Problem
Print the lines below word for word, starting with the line that contains "of the flowering" and continuing through the last line.

Exercise inputs
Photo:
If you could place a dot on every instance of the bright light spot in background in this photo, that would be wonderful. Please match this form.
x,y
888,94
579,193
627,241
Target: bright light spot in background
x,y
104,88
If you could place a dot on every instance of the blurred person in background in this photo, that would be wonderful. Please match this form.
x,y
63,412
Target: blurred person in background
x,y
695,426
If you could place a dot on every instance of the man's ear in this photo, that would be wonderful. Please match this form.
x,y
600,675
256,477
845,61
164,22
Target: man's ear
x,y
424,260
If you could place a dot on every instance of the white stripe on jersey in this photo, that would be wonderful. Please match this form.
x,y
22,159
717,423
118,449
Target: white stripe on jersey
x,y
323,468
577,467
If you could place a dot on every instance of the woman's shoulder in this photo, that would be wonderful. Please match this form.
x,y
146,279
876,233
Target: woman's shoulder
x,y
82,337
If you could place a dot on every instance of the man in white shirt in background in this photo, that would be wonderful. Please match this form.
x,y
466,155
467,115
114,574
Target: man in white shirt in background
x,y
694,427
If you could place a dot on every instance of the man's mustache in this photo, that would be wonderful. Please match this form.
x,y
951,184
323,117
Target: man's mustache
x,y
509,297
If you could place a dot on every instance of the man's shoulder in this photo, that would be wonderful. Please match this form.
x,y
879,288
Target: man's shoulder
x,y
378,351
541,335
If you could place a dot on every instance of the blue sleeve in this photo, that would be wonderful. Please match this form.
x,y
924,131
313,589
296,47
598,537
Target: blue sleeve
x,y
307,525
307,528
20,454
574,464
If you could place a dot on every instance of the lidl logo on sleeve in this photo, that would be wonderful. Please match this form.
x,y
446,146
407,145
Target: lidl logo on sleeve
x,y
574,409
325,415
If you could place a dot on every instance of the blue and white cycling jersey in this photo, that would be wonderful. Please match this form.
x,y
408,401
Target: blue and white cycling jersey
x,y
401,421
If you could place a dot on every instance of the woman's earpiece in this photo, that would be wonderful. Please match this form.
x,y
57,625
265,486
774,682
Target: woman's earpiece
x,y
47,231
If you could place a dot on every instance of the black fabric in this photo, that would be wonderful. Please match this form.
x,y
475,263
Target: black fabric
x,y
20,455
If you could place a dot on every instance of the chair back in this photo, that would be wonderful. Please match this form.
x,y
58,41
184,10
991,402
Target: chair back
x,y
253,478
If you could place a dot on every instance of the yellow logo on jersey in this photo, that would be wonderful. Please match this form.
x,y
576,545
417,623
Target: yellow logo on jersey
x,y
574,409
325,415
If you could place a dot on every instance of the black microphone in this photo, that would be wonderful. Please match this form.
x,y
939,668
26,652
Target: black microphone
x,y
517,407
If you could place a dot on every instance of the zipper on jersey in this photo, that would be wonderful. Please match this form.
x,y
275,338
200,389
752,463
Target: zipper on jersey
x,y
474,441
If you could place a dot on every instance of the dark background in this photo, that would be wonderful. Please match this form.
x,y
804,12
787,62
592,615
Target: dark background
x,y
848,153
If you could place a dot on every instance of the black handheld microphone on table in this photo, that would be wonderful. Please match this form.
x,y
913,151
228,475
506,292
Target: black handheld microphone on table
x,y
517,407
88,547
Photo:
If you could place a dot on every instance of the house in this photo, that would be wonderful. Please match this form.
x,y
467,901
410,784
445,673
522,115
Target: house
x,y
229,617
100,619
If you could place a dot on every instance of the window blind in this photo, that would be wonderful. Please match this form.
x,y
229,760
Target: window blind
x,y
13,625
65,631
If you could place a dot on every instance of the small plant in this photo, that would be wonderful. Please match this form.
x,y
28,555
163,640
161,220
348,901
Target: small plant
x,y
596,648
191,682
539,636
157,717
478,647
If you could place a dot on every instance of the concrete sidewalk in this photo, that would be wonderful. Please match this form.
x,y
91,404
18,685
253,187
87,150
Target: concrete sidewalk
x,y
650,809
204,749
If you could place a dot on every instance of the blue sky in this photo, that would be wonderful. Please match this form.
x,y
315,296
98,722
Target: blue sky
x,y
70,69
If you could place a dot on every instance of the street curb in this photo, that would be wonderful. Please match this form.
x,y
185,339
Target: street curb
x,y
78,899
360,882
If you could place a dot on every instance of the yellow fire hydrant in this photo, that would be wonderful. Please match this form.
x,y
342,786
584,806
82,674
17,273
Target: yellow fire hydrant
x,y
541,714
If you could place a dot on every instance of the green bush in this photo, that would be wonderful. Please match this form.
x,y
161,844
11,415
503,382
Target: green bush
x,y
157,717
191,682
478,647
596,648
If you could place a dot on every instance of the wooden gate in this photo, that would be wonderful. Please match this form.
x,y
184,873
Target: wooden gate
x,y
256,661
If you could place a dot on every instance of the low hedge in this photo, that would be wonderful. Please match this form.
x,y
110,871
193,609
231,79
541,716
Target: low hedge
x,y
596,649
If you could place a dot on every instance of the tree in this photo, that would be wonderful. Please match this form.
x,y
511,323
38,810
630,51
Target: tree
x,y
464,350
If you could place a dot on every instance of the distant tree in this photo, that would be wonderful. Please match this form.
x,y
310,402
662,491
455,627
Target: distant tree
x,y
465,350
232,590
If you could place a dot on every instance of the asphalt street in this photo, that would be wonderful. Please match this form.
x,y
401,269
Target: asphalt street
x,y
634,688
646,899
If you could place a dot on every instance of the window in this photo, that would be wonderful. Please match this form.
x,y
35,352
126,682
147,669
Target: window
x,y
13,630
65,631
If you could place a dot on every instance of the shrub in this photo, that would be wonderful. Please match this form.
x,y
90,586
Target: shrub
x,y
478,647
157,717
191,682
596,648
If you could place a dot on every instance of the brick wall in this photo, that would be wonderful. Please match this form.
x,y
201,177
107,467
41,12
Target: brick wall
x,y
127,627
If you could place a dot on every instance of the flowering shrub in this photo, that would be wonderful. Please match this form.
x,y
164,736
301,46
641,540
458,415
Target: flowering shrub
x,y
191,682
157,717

Right answer
If you could place a dot on every instance of the flowering shrub in this photo, that would be wonderful. Please match this form.
x,y
164,736
301,46
641,540
458,415
Target: flowering shrub
x,y
191,682
157,717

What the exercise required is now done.